WHAT TO PRODUCE:
Output each of the rows below verbatim, omitting the pictures.

Stored data:
= Beginning of Section =
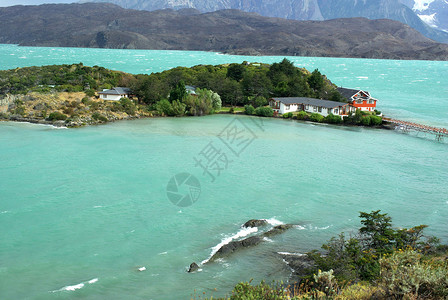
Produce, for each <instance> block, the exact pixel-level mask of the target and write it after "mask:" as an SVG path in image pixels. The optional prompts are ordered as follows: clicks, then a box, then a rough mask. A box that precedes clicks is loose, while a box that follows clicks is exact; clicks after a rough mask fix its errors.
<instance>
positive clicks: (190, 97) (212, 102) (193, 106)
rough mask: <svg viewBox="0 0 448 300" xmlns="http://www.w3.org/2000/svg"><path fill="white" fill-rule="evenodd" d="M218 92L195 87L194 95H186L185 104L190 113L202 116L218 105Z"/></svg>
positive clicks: (218, 100) (193, 115) (190, 113)
mask: <svg viewBox="0 0 448 300" xmlns="http://www.w3.org/2000/svg"><path fill="white" fill-rule="evenodd" d="M219 100H220V97H219V95H218V94H216V93H214V92H212V91H210V90H207V89H199V88H198V89H196V95H188V96H187V98H186V99H185V101H184V102H185V104H186V106H187V110H188V112H189V113H190V115H193V116H203V115H208V114H210V113H212V112H213V111H214V110H215V108H217V107H219Z"/></svg>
= End of Section =
ANSWER SECTION:
Produce, for each <instance> block, the exact pixel-level mask of the target and write it after "mask:" as an SVG path in image pixels. The optional prompts are ordered as follows: clicks, then a box, then a rough mask. A box that precedes clicks is loose, while a box that follows clicks is exact; clicks after a rough mask fix its errors.
<instance>
positive clicks: (190, 97) (212, 102) (193, 106)
rough mask: <svg viewBox="0 0 448 300" xmlns="http://www.w3.org/2000/svg"><path fill="white" fill-rule="evenodd" d="M218 92L195 87L194 95H186L185 104L190 113L202 116L218 105Z"/></svg>
positive clicks: (218, 100) (193, 115) (190, 113)
mask: <svg viewBox="0 0 448 300" xmlns="http://www.w3.org/2000/svg"><path fill="white" fill-rule="evenodd" d="M219 100H220V97H219V95H218V94H216V93H214V92H212V91H210V90H207V89H199V88H198V89H196V95H188V96H187V98H186V99H185V101H184V102H185V104H186V106H187V110H188V112H189V113H190V115H193V116H203V115H208V114H210V113H212V112H213V111H214V110H215V108H217V107H219Z"/></svg>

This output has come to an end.